- [WHAT TO PRODUCE]:
Write out again the lines starting with the line that contains "Locate the mechanic" and going on through the line that contains "[(821, 569)]", switching each "put a point on" to "mark" and keeping everything else unchanged.

- [EXTRACTED INFORMATION]:
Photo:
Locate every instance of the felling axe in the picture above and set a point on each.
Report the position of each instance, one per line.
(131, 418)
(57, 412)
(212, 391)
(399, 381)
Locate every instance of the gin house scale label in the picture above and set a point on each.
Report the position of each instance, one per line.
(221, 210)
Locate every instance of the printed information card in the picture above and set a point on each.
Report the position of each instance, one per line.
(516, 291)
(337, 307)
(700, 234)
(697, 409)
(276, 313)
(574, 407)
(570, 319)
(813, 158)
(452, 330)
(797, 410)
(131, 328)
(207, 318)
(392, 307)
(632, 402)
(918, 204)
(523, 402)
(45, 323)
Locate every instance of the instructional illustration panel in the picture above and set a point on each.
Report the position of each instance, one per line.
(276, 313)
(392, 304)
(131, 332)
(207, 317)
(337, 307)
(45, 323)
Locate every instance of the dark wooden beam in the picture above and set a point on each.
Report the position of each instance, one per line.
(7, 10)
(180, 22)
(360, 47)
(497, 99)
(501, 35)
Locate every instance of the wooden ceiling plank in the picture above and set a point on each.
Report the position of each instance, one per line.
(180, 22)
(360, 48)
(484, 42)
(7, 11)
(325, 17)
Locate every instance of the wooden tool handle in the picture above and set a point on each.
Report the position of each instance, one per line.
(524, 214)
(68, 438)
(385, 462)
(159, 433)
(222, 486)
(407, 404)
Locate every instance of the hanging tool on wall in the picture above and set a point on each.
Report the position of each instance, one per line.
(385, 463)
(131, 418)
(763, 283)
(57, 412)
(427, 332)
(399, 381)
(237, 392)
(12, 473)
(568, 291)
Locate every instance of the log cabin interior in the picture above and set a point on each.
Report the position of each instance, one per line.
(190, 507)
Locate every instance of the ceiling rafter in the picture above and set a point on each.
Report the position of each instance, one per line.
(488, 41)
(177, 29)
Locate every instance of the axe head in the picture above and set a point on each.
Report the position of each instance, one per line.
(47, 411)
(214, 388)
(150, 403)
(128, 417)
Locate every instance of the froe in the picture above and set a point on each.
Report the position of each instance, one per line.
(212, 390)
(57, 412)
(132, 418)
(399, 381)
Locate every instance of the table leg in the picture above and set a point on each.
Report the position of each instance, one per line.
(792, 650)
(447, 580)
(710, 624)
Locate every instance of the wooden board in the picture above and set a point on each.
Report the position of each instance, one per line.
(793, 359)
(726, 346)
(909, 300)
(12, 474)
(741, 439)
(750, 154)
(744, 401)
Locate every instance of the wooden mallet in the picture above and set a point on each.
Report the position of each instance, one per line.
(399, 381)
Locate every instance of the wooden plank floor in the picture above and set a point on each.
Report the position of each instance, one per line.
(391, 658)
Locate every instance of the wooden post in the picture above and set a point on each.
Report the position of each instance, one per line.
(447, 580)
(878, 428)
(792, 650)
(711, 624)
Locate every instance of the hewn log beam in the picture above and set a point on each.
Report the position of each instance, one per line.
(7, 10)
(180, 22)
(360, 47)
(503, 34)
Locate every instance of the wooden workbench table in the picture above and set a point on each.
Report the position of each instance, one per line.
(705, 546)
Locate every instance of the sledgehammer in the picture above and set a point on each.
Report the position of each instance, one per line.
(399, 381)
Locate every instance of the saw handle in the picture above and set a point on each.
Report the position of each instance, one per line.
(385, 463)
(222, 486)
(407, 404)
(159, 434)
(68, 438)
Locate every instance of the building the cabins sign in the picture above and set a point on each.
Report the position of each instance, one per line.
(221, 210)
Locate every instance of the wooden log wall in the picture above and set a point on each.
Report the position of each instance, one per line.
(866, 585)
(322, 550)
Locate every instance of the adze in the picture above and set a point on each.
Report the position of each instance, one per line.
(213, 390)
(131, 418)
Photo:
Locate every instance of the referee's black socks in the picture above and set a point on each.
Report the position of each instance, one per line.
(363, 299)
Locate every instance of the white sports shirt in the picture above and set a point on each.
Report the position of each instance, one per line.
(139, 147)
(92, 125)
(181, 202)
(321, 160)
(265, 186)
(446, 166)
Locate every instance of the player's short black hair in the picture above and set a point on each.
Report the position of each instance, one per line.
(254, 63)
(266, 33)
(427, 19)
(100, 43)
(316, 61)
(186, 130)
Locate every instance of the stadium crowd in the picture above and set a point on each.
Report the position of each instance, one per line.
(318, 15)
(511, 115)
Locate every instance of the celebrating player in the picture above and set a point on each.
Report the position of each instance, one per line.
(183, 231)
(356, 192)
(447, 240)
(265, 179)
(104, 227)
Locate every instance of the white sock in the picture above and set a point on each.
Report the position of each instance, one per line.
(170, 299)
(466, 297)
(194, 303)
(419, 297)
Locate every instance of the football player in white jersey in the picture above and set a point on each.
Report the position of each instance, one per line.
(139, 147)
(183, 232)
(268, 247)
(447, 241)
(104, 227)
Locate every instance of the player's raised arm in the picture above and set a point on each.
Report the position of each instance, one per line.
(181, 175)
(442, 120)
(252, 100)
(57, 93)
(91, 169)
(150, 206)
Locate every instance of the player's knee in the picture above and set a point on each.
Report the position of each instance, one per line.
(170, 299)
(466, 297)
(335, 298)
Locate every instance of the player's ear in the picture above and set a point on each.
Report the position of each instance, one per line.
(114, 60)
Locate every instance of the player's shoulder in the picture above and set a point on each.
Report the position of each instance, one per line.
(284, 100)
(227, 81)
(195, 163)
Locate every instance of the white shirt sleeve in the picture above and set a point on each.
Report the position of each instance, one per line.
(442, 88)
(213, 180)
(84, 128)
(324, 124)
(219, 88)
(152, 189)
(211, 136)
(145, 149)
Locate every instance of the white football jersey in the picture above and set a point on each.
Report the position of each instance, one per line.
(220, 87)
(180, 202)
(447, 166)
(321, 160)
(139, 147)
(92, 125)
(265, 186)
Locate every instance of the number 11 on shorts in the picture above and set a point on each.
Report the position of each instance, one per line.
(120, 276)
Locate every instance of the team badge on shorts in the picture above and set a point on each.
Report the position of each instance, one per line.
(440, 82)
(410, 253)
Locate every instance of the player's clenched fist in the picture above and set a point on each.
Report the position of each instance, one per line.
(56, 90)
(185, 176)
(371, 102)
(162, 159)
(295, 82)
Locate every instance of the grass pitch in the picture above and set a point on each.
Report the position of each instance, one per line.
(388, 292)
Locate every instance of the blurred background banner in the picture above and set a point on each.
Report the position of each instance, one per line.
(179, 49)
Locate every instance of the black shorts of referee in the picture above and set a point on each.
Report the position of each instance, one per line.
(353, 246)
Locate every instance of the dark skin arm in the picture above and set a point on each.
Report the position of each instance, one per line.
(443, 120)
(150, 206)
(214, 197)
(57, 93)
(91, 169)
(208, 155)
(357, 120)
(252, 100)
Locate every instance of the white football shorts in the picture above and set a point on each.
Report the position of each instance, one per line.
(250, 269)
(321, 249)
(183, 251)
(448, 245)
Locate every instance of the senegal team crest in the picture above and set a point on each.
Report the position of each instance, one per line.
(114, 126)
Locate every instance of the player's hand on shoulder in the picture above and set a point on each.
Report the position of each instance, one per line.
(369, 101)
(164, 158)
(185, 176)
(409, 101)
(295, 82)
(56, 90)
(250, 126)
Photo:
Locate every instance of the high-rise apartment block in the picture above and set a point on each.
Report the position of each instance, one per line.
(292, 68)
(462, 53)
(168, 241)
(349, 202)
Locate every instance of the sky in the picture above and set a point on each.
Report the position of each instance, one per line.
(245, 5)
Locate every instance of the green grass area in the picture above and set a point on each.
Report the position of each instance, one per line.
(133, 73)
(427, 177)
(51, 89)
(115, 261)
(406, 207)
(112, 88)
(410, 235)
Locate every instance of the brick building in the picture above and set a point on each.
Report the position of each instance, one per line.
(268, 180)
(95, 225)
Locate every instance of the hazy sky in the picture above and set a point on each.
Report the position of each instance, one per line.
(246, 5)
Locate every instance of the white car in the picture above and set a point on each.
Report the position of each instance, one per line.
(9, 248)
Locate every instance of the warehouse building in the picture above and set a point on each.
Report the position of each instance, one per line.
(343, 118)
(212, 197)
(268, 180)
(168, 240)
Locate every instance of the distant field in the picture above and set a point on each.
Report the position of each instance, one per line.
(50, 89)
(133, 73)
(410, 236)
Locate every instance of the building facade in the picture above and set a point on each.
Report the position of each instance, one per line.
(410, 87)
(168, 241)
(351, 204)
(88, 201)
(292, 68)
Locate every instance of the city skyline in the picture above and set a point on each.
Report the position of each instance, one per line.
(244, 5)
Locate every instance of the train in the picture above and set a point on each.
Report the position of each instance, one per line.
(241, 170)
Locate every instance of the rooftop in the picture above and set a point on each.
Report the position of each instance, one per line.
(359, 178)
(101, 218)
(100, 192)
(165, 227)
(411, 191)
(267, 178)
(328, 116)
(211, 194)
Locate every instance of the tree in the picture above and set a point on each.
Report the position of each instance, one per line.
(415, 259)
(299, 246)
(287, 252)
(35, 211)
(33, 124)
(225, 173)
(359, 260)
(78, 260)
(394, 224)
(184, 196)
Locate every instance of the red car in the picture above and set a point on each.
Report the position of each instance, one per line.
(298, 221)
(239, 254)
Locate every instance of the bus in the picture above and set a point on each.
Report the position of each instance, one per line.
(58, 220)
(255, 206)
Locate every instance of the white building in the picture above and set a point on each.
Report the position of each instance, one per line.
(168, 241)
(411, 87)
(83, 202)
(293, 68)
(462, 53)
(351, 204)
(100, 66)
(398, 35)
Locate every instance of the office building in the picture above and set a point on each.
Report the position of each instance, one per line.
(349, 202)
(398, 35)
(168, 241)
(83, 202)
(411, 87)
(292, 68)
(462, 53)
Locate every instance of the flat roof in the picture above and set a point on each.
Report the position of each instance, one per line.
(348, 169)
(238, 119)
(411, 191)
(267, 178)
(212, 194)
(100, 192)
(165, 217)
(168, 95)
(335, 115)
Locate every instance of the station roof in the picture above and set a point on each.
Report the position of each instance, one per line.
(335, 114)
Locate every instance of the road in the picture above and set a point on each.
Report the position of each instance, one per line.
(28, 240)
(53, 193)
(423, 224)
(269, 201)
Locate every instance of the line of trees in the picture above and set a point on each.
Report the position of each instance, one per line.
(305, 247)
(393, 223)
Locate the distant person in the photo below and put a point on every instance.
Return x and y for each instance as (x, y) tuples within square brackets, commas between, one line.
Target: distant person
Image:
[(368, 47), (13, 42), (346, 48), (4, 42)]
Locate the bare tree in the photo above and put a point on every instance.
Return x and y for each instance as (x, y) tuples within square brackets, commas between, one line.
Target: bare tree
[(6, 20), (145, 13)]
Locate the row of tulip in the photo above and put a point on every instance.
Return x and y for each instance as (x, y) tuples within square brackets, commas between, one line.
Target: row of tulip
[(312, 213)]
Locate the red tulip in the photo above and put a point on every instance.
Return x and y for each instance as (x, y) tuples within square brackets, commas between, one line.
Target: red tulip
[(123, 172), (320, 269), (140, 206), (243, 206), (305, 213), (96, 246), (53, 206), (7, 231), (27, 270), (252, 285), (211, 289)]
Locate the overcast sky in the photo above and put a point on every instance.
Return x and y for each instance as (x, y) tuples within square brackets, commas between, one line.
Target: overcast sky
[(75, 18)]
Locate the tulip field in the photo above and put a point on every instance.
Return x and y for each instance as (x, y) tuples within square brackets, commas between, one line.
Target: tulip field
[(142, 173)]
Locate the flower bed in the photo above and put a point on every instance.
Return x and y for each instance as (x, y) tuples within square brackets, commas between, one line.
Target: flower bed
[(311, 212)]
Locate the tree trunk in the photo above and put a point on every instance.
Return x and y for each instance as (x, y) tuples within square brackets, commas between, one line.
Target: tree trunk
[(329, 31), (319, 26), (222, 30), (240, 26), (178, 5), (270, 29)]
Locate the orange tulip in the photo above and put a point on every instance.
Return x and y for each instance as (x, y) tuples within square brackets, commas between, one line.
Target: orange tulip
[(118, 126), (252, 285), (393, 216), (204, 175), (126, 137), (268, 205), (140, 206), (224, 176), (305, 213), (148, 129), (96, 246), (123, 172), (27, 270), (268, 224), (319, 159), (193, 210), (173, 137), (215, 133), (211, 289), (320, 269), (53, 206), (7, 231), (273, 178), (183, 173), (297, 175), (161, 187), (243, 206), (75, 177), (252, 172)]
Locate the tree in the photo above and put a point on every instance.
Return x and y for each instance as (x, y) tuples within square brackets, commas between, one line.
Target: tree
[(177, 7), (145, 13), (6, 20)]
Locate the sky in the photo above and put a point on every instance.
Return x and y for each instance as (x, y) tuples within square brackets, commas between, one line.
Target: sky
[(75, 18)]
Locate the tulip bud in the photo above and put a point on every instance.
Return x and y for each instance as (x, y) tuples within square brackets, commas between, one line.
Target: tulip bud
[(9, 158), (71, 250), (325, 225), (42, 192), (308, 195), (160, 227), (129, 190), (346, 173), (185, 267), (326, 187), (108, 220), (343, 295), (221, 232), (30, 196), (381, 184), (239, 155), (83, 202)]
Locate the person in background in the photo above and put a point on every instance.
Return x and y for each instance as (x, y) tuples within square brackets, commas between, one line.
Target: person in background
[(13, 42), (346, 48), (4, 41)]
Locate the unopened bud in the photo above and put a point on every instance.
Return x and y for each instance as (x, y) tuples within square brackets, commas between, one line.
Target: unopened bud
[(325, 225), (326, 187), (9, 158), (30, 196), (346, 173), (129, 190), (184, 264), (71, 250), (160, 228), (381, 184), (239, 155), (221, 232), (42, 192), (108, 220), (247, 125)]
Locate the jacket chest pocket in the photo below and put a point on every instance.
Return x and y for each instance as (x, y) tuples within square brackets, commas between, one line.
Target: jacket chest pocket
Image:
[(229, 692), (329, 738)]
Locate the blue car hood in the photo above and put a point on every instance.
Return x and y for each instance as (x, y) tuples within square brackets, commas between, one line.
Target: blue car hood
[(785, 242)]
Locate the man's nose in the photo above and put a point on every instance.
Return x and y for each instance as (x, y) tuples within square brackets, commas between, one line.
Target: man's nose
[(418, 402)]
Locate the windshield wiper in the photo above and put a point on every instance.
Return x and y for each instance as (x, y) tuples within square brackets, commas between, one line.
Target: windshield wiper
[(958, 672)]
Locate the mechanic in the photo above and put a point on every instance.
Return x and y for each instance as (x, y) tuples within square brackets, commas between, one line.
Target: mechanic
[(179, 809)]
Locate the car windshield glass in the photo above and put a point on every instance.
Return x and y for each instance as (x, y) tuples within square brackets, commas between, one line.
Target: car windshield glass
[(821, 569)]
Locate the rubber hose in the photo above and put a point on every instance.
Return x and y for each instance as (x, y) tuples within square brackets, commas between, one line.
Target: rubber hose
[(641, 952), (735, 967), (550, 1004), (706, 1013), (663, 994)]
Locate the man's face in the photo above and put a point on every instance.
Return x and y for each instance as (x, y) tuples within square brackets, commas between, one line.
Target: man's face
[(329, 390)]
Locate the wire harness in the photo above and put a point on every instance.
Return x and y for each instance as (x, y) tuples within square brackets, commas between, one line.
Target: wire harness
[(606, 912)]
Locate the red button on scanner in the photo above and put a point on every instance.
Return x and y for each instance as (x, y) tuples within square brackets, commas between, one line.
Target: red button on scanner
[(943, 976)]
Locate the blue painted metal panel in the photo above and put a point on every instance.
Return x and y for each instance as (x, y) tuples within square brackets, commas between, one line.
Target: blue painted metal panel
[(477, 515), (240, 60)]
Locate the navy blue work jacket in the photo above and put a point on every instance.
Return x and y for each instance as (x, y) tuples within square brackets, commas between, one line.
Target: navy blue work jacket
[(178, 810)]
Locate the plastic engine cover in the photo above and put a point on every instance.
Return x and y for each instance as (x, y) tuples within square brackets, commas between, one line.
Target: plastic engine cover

- [THE OUTPUT]:
Locate the mechanic in the photo above and mark every instance.
Return x and y for each instance as (x, y) tuples within square brackets, commas between, one line.
Target: mechanic
[(179, 809)]
Locate the car windshield glass in the photo above and mark every instance.
Return x and y for each instance as (x, y) tuples within square brackets, commas between, one line.
Target: car windshield glass
[(821, 569)]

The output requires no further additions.